Problem to solve: Please identify every line below that contains the string "wooden" and copy each one. Matching is case-sensitive.

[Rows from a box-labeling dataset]
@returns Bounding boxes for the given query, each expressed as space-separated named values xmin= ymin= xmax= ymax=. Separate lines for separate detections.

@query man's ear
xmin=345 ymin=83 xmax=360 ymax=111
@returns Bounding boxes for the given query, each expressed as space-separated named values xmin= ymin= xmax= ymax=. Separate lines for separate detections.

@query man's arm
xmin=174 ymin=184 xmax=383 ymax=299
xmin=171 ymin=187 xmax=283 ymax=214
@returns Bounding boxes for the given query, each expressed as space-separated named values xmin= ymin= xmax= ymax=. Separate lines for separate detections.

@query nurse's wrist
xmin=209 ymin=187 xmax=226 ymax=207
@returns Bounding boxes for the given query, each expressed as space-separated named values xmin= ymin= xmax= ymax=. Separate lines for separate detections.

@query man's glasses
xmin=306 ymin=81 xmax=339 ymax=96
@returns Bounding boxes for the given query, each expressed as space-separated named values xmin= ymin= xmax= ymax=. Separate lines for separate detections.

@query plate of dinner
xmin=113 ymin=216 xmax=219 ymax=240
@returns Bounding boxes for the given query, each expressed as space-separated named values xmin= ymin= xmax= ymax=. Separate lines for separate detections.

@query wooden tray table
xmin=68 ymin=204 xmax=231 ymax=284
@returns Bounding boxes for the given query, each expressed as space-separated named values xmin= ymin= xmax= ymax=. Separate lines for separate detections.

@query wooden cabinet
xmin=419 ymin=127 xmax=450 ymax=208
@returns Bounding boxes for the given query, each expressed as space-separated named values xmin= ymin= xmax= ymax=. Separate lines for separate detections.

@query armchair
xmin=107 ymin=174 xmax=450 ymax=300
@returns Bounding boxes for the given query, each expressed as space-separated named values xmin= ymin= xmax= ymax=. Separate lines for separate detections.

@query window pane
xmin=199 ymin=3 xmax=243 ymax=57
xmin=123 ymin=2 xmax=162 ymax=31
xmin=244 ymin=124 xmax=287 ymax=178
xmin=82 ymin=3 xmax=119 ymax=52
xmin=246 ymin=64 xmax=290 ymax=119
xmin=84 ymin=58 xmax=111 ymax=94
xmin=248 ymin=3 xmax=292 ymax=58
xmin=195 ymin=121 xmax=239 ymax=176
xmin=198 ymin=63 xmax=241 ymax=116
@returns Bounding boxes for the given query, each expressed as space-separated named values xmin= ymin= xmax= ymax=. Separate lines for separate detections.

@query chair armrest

Answer to the problem:
@query wooden tray table
@query wooden cabinet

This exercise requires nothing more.